**REQUEST**
Copy out all the lines exactly. Omit pictures.

**RAW RECORDS**
:::::

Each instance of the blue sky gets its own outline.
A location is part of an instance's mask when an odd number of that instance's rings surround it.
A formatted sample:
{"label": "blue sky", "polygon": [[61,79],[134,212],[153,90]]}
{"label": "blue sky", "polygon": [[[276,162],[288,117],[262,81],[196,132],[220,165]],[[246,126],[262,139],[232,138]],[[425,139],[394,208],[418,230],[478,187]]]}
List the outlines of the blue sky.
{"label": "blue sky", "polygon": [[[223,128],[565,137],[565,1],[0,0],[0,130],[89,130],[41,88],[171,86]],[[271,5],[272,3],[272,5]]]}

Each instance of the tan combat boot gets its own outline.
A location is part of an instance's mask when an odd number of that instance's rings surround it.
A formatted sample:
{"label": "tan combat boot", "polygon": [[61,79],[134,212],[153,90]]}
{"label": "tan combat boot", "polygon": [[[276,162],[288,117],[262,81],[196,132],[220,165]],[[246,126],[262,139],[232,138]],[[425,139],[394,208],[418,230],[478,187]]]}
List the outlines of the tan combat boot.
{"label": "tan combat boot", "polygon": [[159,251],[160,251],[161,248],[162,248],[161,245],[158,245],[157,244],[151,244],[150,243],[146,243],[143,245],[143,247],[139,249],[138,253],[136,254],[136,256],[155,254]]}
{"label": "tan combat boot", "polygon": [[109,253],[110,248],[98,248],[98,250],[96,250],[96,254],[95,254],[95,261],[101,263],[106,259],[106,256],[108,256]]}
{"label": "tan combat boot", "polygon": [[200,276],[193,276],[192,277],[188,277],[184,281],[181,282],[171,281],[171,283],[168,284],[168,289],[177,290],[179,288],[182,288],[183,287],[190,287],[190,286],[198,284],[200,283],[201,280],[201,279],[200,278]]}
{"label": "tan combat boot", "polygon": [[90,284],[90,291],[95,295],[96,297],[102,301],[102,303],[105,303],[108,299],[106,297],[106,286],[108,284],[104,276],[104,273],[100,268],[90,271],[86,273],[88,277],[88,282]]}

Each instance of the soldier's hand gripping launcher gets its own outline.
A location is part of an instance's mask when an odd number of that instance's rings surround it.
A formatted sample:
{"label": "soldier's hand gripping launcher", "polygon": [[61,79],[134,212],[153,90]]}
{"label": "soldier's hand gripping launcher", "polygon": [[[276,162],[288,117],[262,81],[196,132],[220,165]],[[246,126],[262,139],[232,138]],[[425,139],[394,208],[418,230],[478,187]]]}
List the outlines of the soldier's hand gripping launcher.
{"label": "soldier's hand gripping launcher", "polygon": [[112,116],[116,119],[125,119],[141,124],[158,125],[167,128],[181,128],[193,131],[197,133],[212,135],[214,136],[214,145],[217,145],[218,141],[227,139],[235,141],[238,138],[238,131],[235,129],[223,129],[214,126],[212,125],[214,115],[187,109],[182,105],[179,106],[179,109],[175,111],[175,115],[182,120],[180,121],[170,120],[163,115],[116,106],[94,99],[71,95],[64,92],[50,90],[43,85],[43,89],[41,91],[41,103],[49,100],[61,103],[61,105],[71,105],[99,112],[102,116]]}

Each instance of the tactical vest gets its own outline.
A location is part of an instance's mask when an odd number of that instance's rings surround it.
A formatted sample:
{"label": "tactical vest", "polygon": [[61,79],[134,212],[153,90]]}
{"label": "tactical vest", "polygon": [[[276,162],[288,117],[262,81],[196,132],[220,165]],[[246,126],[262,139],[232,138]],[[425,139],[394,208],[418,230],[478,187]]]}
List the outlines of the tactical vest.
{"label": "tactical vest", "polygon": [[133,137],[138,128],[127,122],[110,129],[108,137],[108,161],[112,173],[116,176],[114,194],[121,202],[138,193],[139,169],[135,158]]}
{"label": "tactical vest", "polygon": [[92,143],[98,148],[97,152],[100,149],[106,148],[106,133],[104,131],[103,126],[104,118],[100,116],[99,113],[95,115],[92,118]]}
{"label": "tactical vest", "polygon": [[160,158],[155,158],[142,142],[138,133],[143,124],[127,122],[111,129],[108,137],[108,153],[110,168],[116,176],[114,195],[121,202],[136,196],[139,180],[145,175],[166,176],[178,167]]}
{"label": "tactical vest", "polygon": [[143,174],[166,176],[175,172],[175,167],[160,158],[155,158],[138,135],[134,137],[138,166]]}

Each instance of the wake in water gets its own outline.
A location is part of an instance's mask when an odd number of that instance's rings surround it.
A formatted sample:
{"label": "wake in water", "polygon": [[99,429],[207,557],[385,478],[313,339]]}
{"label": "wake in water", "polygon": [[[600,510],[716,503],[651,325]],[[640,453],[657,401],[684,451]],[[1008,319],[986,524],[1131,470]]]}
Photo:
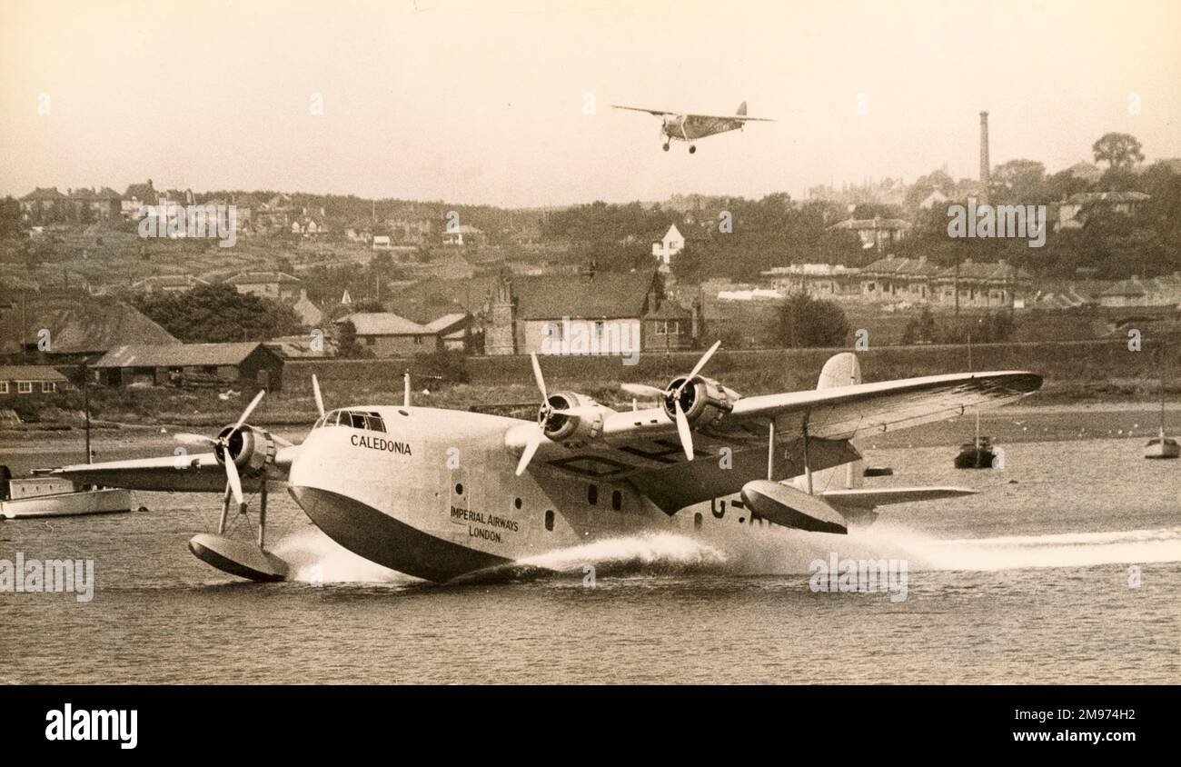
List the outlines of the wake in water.
{"label": "wake in water", "polygon": [[[729,537],[727,537],[729,538]],[[304,583],[418,583],[342,548],[319,529],[283,538],[275,547]],[[906,559],[912,571],[997,571],[1181,561],[1181,528],[1050,535],[940,539],[905,527],[876,525],[849,535],[783,531],[707,542],[677,533],[603,539],[509,565],[454,583],[505,583],[539,578],[725,573],[787,576],[809,572],[817,559]]]}
{"label": "wake in water", "polygon": [[283,537],[272,551],[287,563],[289,580],[311,584],[417,583],[416,578],[358,557],[318,527]]}
{"label": "wake in water", "polygon": [[883,531],[915,570],[1022,570],[1181,561],[1181,528],[939,540]]}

:::::

**FINAL RESULT**
Each instance of the blue sky gets its own outline.
A location is part of an instance's mask when an odd number of that instance's rings surround it.
A formatted sample:
{"label": "blue sky", "polygon": [[61,79],[134,212],[153,90]]}
{"label": "blue sky", "polygon": [[[276,162],[288,117],[262,81],[196,132],[220,165]],[[246,126],[262,139],[232,138]],[[425,139],[394,208],[418,230],[478,187]]]}
List the outlines of the blue sky.
{"label": "blue sky", "polygon": [[[223,128],[565,137],[565,1],[0,0],[0,130],[89,130],[41,88],[171,86]],[[271,5],[272,3],[272,5]]]}

Each instance of the tan combat boot gets its own outline.
A location is part of an instance's mask when an odd number of that instance's rings surround it.
A formatted sample:
{"label": "tan combat boot", "polygon": [[61,79],[134,212],[153,90]]}
{"label": "tan combat boot", "polygon": [[[276,162],[288,117],[262,81],[196,132],[220,165]],[[246,126],[262,139],[232,138]],[[425,139],[394,208],[418,230],[478,187]]]}
List the outlines of the tan combat boot.
{"label": "tan combat boot", "polygon": [[159,251],[160,251],[161,248],[162,248],[161,245],[158,245],[157,244],[151,244],[150,243],[146,243],[143,245],[143,247],[139,249],[138,253],[136,254],[136,256],[155,254]]}
{"label": "tan combat boot", "polygon": [[109,253],[110,248],[98,248],[98,250],[96,250],[96,254],[95,254],[95,261],[101,263],[106,259],[106,256],[108,256]]}
{"label": "tan combat boot", "polygon": [[200,276],[193,276],[192,277],[188,277],[184,281],[181,282],[171,281],[171,283],[168,284],[168,289],[177,290],[179,288],[182,288],[183,287],[190,287],[190,286],[198,284],[200,283],[201,280],[201,279],[200,278]]}
{"label": "tan combat boot", "polygon": [[90,284],[90,291],[95,295],[96,297],[102,301],[102,303],[105,303],[108,299],[106,297],[106,286],[108,284],[104,276],[104,273],[100,268],[90,271],[86,273],[88,277],[88,282]]}

Each instance of the soldier's hand gripping launcher gets its own outline.
A location is part of an instance's mask when an odd number of that instance's rings surround it.
A formatted sample:
{"label": "soldier's hand gripping launcher", "polygon": [[61,79],[134,212],[153,90]]}
{"label": "soldier's hand gripping launcher", "polygon": [[[276,162],[288,117],[262,81],[196,132],[220,165]],[[246,126],[262,139],[232,138]],[[425,139],[394,208],[418,230],[478,187]]]}
List the outlines of the soldier's hand gripping launcher.
{"label": "soldier's hand gripping launcher", "polygon": [[112,116],[116,119],[125,119],[141,124],[158,125],[167,128],[181,128],[193,131],[197,133],[212,135],[214,136],[214,145],[217,145],[218,141],[227,139],[235,141],[238,138],[238,131],[235,129],[223,129],[214,126],[212,125],[214,115],[187,109],[182,105],[179,106],[179,109],[175,111],[175,115],[182,120],[180,121],[170,120],[163,115],[116,106],[94,99],[71,95],[64,92],[50,90],[43,85],[43,89],[41,91],[41,103],[49,100],[61,103],[61,105],[71,105],[99,112],[102,116]]}

Each instance of the tactical vest gets its own outline.
A location is part of an instance's mask when an odd number of that instance's rings surround it.
A formatted sample:
{"label": "tactical vest", "polygon": [[61,79],[134,212],[153,90]]}
{"label": "tactical vest", "polygon": [[[276,162],[288,117],[262,81],[196,132],[220,165]],[[246,126],[262,139],[232,138]],[[425,139],[394,208],[418,230],[478,187]]]}
List the outlines of the tactical vest.
{"label": "tactical vest", "polygon": [[133,137],[138,128],[127,122],[110,129],[108,137],[108,161],[112,173],[116,176],[114,194],[121,202],[138,193],[139,169],[135,158]]}
{"label": "tactical vest", "polygon": [[92,143],[98,148],[97,152],[100,149],[106,148],[106,133],[104,131],[103,126],[104,118],[100,116],[99,113],[95,115],[92,118]]}
{"label": "tactical vest", "polygon": [[160,158],[155,158],[142,142],[138,133],[143,124],[127,122],[111,129],[108,137],[108,153],[110,168],[116,176],[114,195],[121,202],[136,196],[139,180],[145,175],[166,176],[178,167]]}
{"label": "tactical vest", "polygon": [[143,174],[166,176],[175,172],[175,167],[160,158],[155,158],[138,135],[134,137],[138,166]]}

Each instance of the wake in water gets its own outline.
A location is part of an instance's mask when an odd number of that instance's rings surround it.
A formatted sample:
{"label": "wake in water", "polygon": [[99,429],[207,557],[385,478],[313,339]]}
{"label": "wake in water", "polygon": [[[600,510],[716,503],[651,325]],[[640,453],[657,401],[684,451]],[[1008,319],[986,524],[1131,470]]]}
Photo:
List the outlines of the wake in water.
{"label": "wake in water", "polygon": [[[729,537],[727,537],[729,538]],[[304,583],[418,583],[342,548],[319,529],[283,538],[275,547]],[[906,559],[912,571],[997,571],[1181,561],[1181,528],[1050,535],[940,539],[905,527],[876,525],[849,535],[783,531],[707,542],[677,533],[603,539],[509,565],[454,583],[505,583],[539,578],[725,573],[787,576],[809,572],[817,559]]]}
{"label": "wake in water", "polygon": [[283,537],[272,551],[287,563],[289,580],[311,584],[417,583],[416,578],[358,557],[318,527]]}
{"label": "wake in water", "polygon": [[883,531],[915,570],[1022,570],[1181,561],[1181,528],[939,540]]}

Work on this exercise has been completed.